* Begin Source passage *

I'm liking the "Christmas wrap" one so far. That's #8494. The snowman one is cute, too. With the right title, either could catch some eyes.

I'll be doing the promotion stuff tomorrow {by which I mean, for the Halloween one}, get the word out everywhere I can. I still have some packing up to do today so we can start repairing my kitchen floor. So exciting. Urgh. At least I'll have some nice, shiny sheet vinyl flooring afterward. The current floor is over 15 years old, and it's time to say goodbye. Plus there's a hole in the floor, so it's gotta go!


----------



## cecilia_writer (Dec 28, 2010)

I have Fridays off from my day job so I'm planning to finalise and submit my stories and take another (small) step with my mailing list. Sorry about the delay.


----------



## George Donnelly (Mar 5, 2012)

cecilia_writer said:


> I have Fridays off from my day job so I'm planning to finalise and submit my stories and take another (small) step with my mailing list. Sorry about the delay.


That's great! No worries. There's still plenty of time.


----------



## Hurricane John (Jul 12, 2010)

With the spinoff of a paperback edition, the Christmas  Anthology  has the potential to be even bigger and more popular than the Halloween edition.

Keep those submissions coming........ I'm working on my third submission.  

Tell all your writer friends and lets make this a huge success.


----------



## lauramg_1406 (Oct 15, 2016)

Hey, hate to be a complete pain but I had an issue with my Web demain so have had to change it from the one that's on my submission form, what would you like me to do about changing that?

Sent from my SM-G800F using Tapatalk


----------



## George Donnelly (Mar 5, 2012)

lauramg_1406 said:


> Hey, hate to be a complete pain but I had an issue with my Web demain so have had to change it from the one that's on my submission form, what would you like me to do about changing that?


Please let me know once we reach the proofreading phase. It's no problem. Thanks!


----------



## lauramg_1406 (Oct 15, 2016)

GeorgeDonnelly said:


> Please let me know once we reach the proofreading phase. It's no problem. Thanks!


Awesome thank you 

Sent from my SM-G800F using Tapatalk


----------



## cecilia_writer (Dec 28, 2010)

I think I've done the Google form and sent a dropbox link but just posting here to let you know in case one of these hasn't worked for any reason.


----------



## George Donnelly (Mar 5, 2012)

cecilia_writer said:


> I think I've done the Google form and sent a dropbox link but just posting here to let you know in case one of these hasn't worked for any reason.

* End Source passage *
* Begin Data shown *

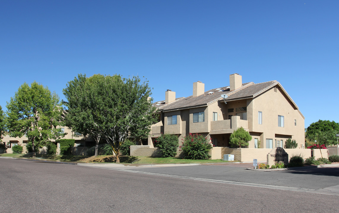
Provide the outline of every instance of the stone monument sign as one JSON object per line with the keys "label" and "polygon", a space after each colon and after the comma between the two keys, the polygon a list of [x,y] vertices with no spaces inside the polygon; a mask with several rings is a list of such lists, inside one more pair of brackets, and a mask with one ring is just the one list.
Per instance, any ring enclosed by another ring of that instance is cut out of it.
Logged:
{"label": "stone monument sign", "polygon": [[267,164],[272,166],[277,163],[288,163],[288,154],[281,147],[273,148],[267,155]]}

* End Data shown *

Requirements
• a. Name each user who appears in a post header of the anthology forum thread, listing every name once.
• b. Pick up the anthology forum thread after its final line and write what comes next.

Answers
• a. The users are cecilia_writer, George Donnelly, Hurricane John, and lauramg_1406.

• b.
I think I see you in the database but it seems you did not include the link to your story. Perhaps re-submit and include the link, if that's the case? Thanks!


----------



## cecilia_writer (Dec 28, 2010)

GeorgeDonnelly said:


> I think I see you in the database but it seems you did not include the link to your story. Perhaps re-submit and include the link, if that's the case? Thanks!


Thanks very much, George - I've re-submitted. The stories are in a dropbox folder I've shared with you, but the link is in the google form so I hope that will work out all right. Hope the duplication of entries doesn't cause problems - when I got to the end I saw there was an 'edit' option but it was too late by then! Sorry for making such a meal of things.


----------



## George Donnelly (Mar 5, 2012)

No worries, Cecilia! No problem at all. Thanks again for your submission.


----------



## amdonehere (May 1, 2015)

George! I got one I'm submitting. Will get it to you ASAP! in the next 2 days is my plan.


----------



## George Donnelly (Mar 5, 2012)

AlexaKang said:


> George! I got one I'm submitting. Will get it to you ASAP! in the next 2 days is my plan.


Sounds good! I'm looking forward to reading it!


----------



## ThomasDiehl (Aug 23, 2014)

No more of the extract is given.